-- Opening Marker --

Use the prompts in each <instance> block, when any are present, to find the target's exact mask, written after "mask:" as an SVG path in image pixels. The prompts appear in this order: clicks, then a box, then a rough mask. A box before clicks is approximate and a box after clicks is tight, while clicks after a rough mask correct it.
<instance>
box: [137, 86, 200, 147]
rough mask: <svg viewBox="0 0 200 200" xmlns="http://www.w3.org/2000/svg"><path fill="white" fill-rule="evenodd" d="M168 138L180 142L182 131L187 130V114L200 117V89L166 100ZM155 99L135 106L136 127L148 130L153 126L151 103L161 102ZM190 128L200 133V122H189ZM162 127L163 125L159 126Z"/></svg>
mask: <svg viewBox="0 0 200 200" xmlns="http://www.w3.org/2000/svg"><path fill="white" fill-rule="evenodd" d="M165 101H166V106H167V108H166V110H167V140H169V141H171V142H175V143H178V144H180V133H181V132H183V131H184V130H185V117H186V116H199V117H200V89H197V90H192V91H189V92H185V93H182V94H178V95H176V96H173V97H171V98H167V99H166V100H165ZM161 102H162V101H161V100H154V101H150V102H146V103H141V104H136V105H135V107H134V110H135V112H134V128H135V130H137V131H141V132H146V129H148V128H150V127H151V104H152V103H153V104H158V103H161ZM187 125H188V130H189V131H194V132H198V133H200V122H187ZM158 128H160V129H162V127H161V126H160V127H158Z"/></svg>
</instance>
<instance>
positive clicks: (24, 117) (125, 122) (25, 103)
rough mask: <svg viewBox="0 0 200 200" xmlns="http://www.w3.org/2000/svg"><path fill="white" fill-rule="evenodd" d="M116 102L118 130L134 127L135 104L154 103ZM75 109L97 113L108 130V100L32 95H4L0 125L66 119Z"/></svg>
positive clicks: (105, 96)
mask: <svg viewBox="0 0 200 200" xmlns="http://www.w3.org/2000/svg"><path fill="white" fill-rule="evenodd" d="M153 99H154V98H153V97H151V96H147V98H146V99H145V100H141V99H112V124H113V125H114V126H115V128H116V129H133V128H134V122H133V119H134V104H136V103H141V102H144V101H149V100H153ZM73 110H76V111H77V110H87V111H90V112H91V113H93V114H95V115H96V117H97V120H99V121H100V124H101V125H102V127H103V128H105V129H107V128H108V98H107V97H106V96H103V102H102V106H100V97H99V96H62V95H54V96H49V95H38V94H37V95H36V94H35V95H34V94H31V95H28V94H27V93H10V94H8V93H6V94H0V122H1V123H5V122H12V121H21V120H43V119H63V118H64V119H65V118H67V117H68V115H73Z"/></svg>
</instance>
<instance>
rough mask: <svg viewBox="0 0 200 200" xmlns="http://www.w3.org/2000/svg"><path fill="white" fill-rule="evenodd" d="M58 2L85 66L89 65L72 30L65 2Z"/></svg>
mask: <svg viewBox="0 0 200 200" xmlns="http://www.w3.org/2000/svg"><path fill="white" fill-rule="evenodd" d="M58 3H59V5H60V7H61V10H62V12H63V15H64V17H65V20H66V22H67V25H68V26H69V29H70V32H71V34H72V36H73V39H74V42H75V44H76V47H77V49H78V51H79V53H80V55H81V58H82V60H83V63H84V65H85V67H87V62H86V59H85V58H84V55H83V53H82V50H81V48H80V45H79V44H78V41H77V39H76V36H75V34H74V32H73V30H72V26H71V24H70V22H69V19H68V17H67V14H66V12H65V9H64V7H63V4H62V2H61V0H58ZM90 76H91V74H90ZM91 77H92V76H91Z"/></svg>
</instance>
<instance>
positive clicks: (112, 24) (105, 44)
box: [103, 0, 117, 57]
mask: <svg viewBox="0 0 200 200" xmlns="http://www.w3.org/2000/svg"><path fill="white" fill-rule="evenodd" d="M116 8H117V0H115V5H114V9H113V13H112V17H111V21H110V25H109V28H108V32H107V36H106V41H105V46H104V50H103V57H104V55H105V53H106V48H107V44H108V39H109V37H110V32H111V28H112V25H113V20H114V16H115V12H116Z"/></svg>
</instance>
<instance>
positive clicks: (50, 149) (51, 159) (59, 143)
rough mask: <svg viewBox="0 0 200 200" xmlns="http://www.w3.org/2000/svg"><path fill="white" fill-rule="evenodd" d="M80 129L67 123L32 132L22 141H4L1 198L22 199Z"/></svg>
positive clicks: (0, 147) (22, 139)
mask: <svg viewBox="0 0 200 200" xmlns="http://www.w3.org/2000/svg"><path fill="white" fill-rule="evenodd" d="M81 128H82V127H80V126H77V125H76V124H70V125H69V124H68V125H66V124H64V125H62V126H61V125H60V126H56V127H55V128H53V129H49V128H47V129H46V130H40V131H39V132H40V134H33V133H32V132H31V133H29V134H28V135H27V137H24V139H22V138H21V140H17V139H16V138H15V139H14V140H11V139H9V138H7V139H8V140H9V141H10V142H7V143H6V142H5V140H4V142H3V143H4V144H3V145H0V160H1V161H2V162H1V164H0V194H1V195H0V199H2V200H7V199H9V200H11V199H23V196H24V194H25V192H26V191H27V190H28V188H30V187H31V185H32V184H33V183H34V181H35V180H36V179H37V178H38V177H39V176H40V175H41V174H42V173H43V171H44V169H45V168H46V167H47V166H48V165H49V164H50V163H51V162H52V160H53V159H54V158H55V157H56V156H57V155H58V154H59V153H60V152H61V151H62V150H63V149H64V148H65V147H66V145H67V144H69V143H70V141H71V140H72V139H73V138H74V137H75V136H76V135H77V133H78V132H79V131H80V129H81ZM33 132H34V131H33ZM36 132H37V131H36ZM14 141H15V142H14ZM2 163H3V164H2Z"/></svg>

-- Closing Marker --
-- Opening Marker --

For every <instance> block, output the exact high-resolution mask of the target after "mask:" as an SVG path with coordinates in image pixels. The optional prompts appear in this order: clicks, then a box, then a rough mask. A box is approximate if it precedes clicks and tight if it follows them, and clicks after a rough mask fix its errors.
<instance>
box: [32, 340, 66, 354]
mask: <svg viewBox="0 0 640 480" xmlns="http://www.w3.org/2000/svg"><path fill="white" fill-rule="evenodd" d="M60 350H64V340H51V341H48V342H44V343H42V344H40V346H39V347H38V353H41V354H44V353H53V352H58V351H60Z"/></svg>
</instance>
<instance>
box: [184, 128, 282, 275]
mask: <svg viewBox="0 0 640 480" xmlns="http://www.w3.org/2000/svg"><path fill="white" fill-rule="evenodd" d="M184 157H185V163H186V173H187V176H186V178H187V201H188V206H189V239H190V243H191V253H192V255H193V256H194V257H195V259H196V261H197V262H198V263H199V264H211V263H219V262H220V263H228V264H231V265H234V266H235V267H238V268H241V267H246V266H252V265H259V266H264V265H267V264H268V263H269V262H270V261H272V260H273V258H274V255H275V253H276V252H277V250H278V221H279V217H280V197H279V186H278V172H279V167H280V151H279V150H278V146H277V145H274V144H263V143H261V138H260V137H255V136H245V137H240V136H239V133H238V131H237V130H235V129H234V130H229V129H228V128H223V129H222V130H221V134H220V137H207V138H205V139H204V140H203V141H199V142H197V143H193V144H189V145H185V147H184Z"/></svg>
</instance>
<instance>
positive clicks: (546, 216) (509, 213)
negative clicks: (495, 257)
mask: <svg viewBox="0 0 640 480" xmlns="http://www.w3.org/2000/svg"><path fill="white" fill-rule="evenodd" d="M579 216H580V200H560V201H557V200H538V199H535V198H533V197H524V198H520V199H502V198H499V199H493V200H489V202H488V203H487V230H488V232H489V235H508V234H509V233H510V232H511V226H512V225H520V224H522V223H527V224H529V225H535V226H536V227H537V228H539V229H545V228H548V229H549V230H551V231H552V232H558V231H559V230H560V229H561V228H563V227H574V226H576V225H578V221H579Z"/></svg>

-- Closing Marker --

**What the task asks**
Answer with one number, namely how many lines of the material hold the string "exact".

**Completed exercise**
2